== PASSAGE TO READ ==

As one nonlimiting example, during execution of the FMA micro-operation, two operands from two data sources are used initially during a multiplication step and then the product of the multiplication step is added to a third operand from a third data source to produce the output. Consequently, the FMA micro-operation utilizes three data sources to obtain the three operands for executing the FMA micro-operation, but the third operand is utilized during a pipeline stage that is executed subsequently to a pipeline stage that utilizes the first two operands. Accordingly, when the FMA micro-operation is scheduled for execution, three register file read ports 104 are allocated to enable the FMA micro-operation to obtain the three operands for executing the micro-operation. One or more of these three read ports 104 may be subsequently released and reallocated to another micro-operation if the FMA micro-operation is able to obtain one or more of the three operands from the bypass network 116. Because there are a limited number of read ports 104 available, freeing up even a single read port 104 can contribute significantly to overall processing efficiency for enabling a plurality of micro-operations to be executed in parallel. Accordingly, the pipeline 200 includes pipeline stages for bypass calculation and read port reduction.
The pipeline 200 includes a plurality of pipeline stages 202 numbered consecutively starting from zero. In some implementations, each pipeline stage 202 may correspond to one clock cycle; however, in other implementations, this may not necessarily be the case. Furthermore, each pipeline stage 202 may include a high phase and a low phase, as is known in the art. At pipeline stage 0, the micro-operation is initiated in the high phase, as indicated at 204, and any other related micro-operations to be executed subsequently and/or in parallel may be scheduled or initiated in the low phase, as indicated at 206.
At pipeline stage 1, as indicated at 208, a bypass calculation may be performed to detect whether one or more of the operands used by the micro-operation can be obtained from the bypass network 116. During bypass calculation, the logic may refer to any concurrently executing micro-operations to detect whether one or more of the operands required for the instant micro-operation will be available in time to be utilized by the instant micro-operation.

===

TO-DO LIST:
1 - Retype the FMA pipeline passage word for word, everything from "The pipeline 200 includes a" down to "indicated at 206.".
2 - Answer these questions from the FMA pipeline passage.
(a) How many register file read ports are allocated when the FMA micro-operation is scheduled for execution?
(b) At pipeline stage 0, in which phase is the micro-operation initiated?
(c) What is performed at pipeline stage 1?
Answer only from the passage on the FMA pipeline.

== INFORMATION PROVIDED ==

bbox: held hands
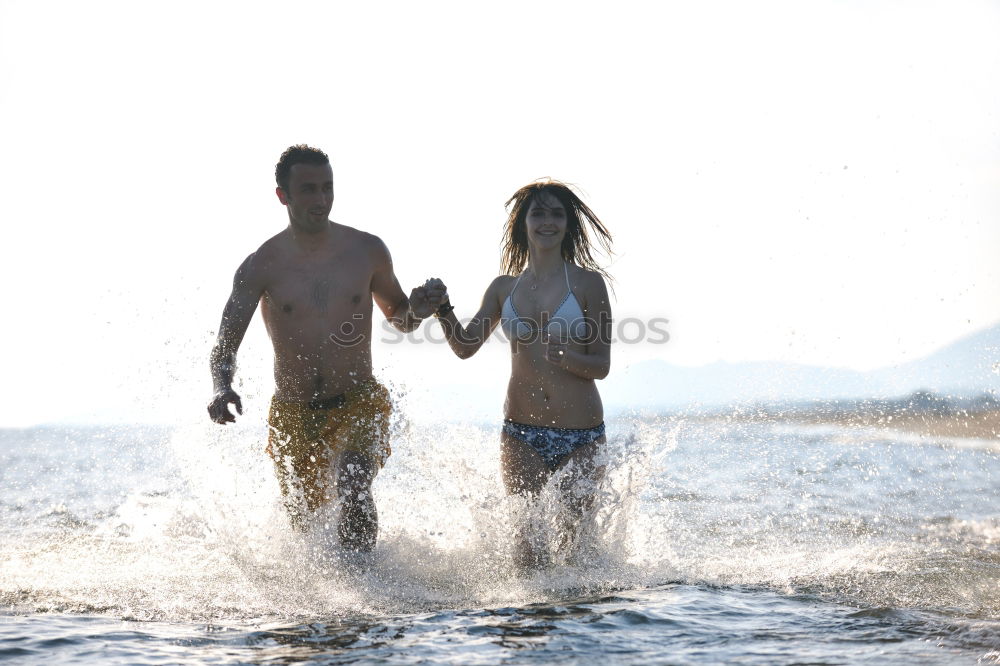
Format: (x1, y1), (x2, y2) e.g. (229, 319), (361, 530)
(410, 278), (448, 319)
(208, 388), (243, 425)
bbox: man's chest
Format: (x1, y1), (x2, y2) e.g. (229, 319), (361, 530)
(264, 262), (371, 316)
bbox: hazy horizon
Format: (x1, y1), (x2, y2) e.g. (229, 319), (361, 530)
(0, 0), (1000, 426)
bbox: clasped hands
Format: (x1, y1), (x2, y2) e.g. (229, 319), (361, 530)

===

FINAL ANSWERS:
1 -
The pipeline 200 includes a plurality of pipeline stages 202 numbered consecutively starting from zero. In some implementations, each pipeline stage 202 may correspond to one clock cycle; however, in other implementations, this may not necessarily be the case. Furthermore, each pipeline stage 202 may include a high phase and a low phase, as is known in the art. At pipeline stage 0, the micro-operation is initiated in the high phase, as indicated at 204, and any other related micro-operations to be executed subsequently and/or in parallel may be scheduled or initiated in the low phase, as indicated at 206.

2 -
(a) Three.
(b) The high phase.
(c) A bypass calculation.